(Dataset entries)
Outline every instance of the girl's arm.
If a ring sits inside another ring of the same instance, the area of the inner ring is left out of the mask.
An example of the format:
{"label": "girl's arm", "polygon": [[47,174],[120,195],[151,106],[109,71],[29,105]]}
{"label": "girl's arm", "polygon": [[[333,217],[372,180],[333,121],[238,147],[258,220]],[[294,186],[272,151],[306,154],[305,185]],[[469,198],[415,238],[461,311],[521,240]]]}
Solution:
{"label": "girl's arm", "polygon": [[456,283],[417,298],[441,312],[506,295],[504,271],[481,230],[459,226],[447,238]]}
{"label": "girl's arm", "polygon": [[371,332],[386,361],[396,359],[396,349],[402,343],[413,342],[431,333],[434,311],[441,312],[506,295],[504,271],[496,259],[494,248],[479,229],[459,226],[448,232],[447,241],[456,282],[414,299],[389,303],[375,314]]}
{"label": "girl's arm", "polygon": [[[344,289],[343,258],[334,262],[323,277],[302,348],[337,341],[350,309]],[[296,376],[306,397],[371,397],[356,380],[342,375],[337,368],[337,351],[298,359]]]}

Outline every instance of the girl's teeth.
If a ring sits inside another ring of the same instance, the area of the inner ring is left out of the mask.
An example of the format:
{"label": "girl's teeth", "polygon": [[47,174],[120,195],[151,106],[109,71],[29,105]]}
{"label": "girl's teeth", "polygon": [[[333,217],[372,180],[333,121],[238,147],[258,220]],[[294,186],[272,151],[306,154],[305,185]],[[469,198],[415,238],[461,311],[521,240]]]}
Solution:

_AIM OF THE TASK:_
Reproduce all of the data above, exactly and without omission.

_ANSWER SPACE:_
Outline every instance of the girl's arm.
If a ring sits inside another ring of the same instance, the area of the inner ring is left out of the mask.
An example of the format:
{"label": "girl's arm", "polygon": [[47,174],[120,195],[151,106],[109,71],[29,105]]}
{"label": "girl's arm", "polygon": [[[333,217],[372,180],[333,121],[238,147],[258,220]],[[294,186],[272,151],[306,154],[305,185]],[[469,198],[415,238],[461,311],[521,240]]]}
Solution:
{"label": "girl's arm", "polygon": [[456,283],[417,298],[441,312],[506,295],[504,271],[481,230],[459,226],[447,238]]}
{"label": "girl's arm", "polygon": [[371,332],[386,361],[396,359],[396,349],[402,343],[413,342],[431,333],[434,311],[441,312],[506,295],[504,271],[496,259],[494,248],[479,229],[459,226],[448,232],[447,241],[456,282],[414,299],[389,303],[375,314]]}
{"label": "girl's arm", "polygon": [[[344,289],[343,258],[334,262],[323,277],[302,348],[337,341],[350,309]],[[296,376],[306,397],[371,397],[356,380],[342,375],[337,368],[337,351],[298,359]]]}

Outline every instance of the girl's teeth.
If a ring sits inside another ring of the same instance, the area of the inner ring is left out of the mask.
An example of the format:
{"label": "girl's teeth", "polygon": [[47,174],[120,195],[151,106],[109,71],[29,105]]}
{"label": "girl's teeth", "polygon": [[[333,217],[372,180],[333,121],[238,147],[258,220]],[[294,186],[272,151],[306,154],[305,185]],[[469,198],[415,238],[461,311],[521,240]]]}
Solution:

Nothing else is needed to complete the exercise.